┌──
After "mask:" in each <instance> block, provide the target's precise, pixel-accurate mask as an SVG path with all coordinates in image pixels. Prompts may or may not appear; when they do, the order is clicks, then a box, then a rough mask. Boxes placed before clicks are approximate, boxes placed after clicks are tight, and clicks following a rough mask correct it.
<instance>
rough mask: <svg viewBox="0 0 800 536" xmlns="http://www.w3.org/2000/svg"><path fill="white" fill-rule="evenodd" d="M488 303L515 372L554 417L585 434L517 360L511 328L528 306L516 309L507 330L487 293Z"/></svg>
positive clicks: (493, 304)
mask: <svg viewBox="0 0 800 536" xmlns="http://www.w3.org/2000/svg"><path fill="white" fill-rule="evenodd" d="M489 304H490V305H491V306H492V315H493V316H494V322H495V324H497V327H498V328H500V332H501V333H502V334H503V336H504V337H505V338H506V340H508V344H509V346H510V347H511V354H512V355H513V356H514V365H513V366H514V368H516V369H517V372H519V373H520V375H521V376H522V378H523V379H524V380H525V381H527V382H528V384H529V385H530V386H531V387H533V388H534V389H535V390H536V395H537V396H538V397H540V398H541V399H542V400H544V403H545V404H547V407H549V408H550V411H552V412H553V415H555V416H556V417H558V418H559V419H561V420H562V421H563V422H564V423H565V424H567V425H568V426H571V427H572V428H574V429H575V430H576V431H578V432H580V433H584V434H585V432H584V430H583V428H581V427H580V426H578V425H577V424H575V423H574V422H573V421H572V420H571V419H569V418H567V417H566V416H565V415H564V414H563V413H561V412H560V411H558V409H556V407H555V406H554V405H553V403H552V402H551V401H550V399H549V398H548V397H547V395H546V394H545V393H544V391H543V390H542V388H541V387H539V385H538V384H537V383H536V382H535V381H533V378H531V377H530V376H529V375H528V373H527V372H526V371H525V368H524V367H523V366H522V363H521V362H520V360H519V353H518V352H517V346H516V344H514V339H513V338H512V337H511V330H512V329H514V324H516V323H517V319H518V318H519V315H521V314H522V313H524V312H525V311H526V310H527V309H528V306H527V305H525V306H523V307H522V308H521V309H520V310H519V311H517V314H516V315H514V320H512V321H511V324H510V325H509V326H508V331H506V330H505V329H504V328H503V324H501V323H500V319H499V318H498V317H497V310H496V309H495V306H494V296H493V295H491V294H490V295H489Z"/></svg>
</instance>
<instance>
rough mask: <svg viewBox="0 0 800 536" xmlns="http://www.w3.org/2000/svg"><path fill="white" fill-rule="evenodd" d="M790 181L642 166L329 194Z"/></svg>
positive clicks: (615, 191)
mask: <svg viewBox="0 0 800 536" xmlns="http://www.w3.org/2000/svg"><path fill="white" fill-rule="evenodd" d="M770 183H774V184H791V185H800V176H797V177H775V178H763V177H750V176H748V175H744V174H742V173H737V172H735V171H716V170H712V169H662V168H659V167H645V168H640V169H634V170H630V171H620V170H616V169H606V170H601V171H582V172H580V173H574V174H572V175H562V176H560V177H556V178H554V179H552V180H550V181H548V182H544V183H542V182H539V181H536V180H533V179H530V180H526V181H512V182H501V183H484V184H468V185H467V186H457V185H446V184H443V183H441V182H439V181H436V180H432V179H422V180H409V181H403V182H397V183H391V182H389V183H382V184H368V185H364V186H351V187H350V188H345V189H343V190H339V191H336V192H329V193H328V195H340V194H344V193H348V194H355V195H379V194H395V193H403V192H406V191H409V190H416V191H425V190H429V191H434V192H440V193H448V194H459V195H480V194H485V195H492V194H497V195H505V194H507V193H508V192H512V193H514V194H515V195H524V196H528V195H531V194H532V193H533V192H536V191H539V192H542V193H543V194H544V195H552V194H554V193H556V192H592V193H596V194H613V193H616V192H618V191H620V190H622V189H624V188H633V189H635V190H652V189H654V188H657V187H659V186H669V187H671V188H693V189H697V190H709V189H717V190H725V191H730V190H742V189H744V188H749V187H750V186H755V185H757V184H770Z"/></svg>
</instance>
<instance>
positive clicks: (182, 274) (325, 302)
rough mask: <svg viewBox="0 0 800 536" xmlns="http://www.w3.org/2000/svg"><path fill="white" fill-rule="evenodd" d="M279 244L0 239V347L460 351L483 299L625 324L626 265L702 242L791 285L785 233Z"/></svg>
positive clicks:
└──
Your task is to retype all the records above with nothing left out.

Your solution
After "mask:" in each <instance> block, provide the target's precise, pixel-accurate mask as an SVG path with all coordinates in image pixels. Prompts may or may not appear; when they do, the order is clicks, then a box, then a rough mask. Boxes placed before clicks are approximate, boxes placed after clicks are tight, and clicks following a rough mask correct it.
<instance>
rough mask: <svg viewBox="0 0 800 536" xmlns="http://www.w3.org/2000/svg"><path fill="white" fill-rule="evenodd" d="M488 303L515 372L554 417L585 434L517 360L511 328L528 306L516 309L507 330L487 293Z"/></svg>
positive clicks: (493, 304)
mask: <svg viewBox="0 0 800 536" xmlns="http://www.w3.org/2000/svg"><path fill="white" fill-rule="evenodd" d="M489 304H490V305H491V306H492V315H493V316H494V322H495V324H497V327H498V328H500V332H501V333H502V334H503V336H504V337H505V338H506V340H508V344H509V346H510V347H511V354H512V355H513V356H514V365H513V366H514V368H516V369H517V372H519V373H520V375H521V376H522V378H523V379H524V380H525V381H527V382H528V384H529V385H530V386H531V387H533V388H534V389H535V390H536V395H537V396H538V397H540V398H541V399H542V400H544V403H545V404H547V407H549V408H550V411H552V412H553V415H555V416H556V417H558V418H559V419H561V420H562V421H563V422H564V423H565V424H567V425H568V426H571V427H572V428H574V429H575V430H576V431H578V432H580V433H584V434H585V432H584V430H583V428H581V427H580V426H578V425H577V424H575V423H574V422H573V421H572V420H571V419H569V418H567V417H566V416H565V415H564V414H563V413H561V412H560V411H558V409H556V407H555V406H554V405H553V403H552V402H551V401H550V399H549V398H548V397H547V395H546V394H545V393H544V391H543V390H542V388H541V387H539V385H538V384H537V383H536V382H535V381H533V378H531V377H530V376H529V375H528V373H527V372H526V371H525V368H524V367H523V366H522V363H521V362H520V360H519V353H518V352H517V346H516V344H514V339H513V338H512V337H511V330H512V329H514V324H516V323H517V319H518V318H519V315H521V314H522V313H524V312H525V311H526V310H527V309H528V306H527V305H525V306H523V307H522V308H521V309H520V310H519V311H517V314H516V315H514V320H512V321H511V324H510V325H509V326H508V331H506V330H505V329H504V328H503V324H501V323H500V319H499V318H498V317H497V310H496V309H495V306H494V296H493V295H491V294H490V295H489Z"/></svg>
</instance>
<instance>
rough mask: <svg viewBox="0 0 800 536" xmlns="http://www.w3.org/2000/svg"><path fill="white" fill-rule="evenodd" d="M790 181L642 166L329 194Z"/></svg>
positive clicks: (615, 191)
mask: <svg viewBox="0 0 800 536" xmlns="http://www.w3.org/2000/svg"><path fill="white" fill-rule="evenodd" d="M770 183H774V184H791V185H800V176H797V177H775V178H763V177H750V176H748V175H744V174H742V173H737V172H735V171H716V170H712V169H662V168H659V167H645V168H640V169H634V170H630V171H620V170H616V169H606V170H601V171H582V172H580V173H574V174H572V175H562V176H560V177H556V178H554V179H552V180H550V181H548V182H544V183H542V182H539V181H536V180H533V179H530V180H526V181H512V182H501V183H484V184H468V185H467V186H457V185H446V184H443V183H441V182H439V181H436V180H432V179H422V180H409V181H403V182H397V183H391V182H389V183H382V184H368V185H364V186H351V187H350V188H345V189H343V190H339V191H336V192H329V193H328V195H340V194H344V193H348V194H355V195H379V194H395V193H403V192H406V191H409V190H416V191H425V190H429V191H434V192H440V193H448V194H459V195H480V194H485V195H492V194H497V195H505V194H507V193H508V192H512V193H514V194H515V195H524V196H528V195H531V194H532V193H533V192H536V191H539V192H542V193H543V194H544V195H552V194H554V193H556V192H592V193H596V194H613V193H616V192H618V191H620V190H622V189H624V188H633V189H635V190H652V189H654V188H657V187H659V186H669V187H671V188H693V189H697V190H709V189H717V190H725V191H730V190H742V189H744V188H749V187H750V186H755V185H757V184H770Z"/></svg>
</instance>
<instance>
positive clicks: (182, 274) (325, 302)
rough mask: <svg viewBox="0 0 800 536" xmlns="http://www.w3.org/2000/svg"><path fill="white" fill-rule="evenodd" d="M279 244L0 239V347L460 351L483 299L625 324L626 265L702 242L791 285L785 233Z"/></svg>
positive clicks:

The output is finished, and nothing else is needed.